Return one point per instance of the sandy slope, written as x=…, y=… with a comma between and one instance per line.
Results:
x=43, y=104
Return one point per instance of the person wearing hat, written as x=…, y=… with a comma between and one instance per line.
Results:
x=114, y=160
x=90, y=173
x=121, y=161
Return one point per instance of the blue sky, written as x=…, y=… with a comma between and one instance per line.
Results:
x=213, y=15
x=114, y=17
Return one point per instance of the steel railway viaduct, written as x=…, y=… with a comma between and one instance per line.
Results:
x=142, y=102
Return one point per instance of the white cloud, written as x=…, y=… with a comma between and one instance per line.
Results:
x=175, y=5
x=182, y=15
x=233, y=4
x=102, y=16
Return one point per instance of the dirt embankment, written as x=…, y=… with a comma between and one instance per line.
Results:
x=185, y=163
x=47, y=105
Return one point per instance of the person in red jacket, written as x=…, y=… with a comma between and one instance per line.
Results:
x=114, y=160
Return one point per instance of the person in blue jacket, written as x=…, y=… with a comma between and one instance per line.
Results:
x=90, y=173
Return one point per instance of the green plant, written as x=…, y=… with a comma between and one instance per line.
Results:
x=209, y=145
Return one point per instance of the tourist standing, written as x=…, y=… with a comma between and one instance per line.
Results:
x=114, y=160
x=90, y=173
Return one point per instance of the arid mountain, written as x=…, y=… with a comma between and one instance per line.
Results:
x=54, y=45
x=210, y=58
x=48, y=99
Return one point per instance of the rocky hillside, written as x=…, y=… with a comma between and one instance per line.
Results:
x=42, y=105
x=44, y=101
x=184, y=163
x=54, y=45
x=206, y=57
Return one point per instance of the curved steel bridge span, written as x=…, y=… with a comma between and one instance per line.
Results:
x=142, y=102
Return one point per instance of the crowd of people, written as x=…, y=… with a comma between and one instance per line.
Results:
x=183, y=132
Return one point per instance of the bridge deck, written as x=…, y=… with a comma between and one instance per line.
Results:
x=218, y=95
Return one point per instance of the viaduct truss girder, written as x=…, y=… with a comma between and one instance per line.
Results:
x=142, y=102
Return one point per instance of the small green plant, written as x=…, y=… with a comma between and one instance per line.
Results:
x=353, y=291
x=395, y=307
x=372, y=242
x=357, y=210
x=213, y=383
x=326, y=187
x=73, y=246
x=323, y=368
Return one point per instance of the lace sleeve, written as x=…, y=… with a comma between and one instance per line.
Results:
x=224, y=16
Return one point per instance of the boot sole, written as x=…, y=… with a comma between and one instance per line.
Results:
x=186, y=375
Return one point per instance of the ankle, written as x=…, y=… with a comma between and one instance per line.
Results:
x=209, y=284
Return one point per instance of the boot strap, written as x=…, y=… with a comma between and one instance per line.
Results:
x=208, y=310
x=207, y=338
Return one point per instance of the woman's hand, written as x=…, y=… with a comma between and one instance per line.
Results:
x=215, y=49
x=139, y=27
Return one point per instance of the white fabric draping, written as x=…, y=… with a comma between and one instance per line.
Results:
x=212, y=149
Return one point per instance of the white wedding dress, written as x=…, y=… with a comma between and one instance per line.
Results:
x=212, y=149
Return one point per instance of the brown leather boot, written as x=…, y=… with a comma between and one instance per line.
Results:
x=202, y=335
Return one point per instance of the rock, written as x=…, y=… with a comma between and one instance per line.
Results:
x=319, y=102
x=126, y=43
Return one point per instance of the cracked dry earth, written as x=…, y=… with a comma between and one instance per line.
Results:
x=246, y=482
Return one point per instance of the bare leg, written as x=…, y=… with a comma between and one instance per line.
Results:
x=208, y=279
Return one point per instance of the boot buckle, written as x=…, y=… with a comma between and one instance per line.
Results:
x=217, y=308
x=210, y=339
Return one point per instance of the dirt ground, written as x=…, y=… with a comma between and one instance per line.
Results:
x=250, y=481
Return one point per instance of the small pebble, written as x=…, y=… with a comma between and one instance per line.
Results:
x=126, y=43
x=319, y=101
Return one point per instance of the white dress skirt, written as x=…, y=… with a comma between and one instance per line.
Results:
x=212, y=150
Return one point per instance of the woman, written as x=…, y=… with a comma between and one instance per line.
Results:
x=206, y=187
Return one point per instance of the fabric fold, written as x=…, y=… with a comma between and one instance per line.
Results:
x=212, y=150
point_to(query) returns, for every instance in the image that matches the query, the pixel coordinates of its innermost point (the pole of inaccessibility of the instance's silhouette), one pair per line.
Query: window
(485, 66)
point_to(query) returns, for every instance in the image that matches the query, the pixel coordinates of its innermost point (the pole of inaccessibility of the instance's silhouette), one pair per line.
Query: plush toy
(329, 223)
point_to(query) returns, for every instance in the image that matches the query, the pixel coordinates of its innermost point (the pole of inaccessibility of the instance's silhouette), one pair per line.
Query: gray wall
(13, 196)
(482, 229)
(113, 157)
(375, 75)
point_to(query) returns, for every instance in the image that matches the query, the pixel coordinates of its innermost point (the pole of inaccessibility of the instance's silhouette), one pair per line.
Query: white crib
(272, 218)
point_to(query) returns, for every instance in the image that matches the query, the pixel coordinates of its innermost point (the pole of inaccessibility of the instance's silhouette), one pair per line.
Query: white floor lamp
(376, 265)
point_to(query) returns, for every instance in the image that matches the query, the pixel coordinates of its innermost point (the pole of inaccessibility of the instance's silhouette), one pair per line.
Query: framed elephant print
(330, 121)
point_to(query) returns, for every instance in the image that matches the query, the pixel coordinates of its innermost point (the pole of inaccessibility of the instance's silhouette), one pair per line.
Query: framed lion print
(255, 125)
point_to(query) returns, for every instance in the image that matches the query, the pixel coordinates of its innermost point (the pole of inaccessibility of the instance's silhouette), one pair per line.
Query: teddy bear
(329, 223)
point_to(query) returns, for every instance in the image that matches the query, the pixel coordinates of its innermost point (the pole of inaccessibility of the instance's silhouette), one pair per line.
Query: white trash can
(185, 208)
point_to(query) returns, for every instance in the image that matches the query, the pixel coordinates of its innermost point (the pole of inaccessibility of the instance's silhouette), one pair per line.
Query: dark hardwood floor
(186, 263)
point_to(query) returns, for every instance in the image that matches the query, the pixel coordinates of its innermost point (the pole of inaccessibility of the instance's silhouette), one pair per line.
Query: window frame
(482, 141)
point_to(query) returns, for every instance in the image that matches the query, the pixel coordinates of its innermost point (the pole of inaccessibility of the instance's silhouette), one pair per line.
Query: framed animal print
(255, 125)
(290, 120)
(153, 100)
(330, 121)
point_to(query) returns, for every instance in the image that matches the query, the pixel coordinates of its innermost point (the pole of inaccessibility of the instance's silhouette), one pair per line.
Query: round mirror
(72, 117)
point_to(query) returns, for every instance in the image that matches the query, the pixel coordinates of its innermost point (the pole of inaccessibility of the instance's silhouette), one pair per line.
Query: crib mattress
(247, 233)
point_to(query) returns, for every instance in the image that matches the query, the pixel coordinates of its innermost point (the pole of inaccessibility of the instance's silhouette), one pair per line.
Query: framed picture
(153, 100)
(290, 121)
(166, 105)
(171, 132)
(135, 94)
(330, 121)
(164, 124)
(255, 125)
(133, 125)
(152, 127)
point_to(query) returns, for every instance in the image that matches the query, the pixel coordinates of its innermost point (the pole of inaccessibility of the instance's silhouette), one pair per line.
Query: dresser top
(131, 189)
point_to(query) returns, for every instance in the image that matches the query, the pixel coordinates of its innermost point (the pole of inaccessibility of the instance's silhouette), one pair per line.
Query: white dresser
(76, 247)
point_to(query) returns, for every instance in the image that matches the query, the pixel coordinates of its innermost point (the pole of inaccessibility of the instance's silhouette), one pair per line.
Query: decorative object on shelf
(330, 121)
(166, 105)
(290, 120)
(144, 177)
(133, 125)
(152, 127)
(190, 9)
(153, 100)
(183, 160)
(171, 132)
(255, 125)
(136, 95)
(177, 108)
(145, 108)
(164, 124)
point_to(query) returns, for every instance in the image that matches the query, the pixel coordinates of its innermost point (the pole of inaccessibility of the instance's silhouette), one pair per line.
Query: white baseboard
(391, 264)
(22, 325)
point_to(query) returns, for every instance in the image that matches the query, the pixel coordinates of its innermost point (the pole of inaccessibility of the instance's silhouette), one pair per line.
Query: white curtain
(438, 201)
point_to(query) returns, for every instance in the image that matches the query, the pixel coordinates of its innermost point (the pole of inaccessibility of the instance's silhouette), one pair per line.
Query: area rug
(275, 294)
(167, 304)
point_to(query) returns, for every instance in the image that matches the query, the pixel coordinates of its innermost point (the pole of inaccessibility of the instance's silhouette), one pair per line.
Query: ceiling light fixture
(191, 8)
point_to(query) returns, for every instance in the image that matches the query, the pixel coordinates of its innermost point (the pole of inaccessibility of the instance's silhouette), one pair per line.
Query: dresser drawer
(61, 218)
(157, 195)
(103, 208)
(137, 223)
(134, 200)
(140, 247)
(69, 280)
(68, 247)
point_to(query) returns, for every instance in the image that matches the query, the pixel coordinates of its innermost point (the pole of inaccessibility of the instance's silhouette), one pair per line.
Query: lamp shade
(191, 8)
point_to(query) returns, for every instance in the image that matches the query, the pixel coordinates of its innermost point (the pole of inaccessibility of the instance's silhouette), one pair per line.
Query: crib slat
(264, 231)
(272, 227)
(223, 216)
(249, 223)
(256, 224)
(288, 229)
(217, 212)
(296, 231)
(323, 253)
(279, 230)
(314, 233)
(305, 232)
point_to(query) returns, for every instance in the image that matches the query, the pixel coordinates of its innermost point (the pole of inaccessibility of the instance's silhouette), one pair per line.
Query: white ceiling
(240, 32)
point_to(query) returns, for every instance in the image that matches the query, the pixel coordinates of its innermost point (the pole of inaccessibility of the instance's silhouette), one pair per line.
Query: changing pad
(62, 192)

__________

- [Written task]: Pull out every line of the data above that contains the word "person", and list each one in full.

- [Answer in full]:
Return one point per instance of the person wearing hat, written as x=…, y=… with a comma between and one instance per line.
Return one point per instance of the person in red jacket, written as x=…, y=… with a comma between and one instance per line.
Return one point per instance of the person in blue jacket, written as x=…, y=… with a comma between and one instance per line.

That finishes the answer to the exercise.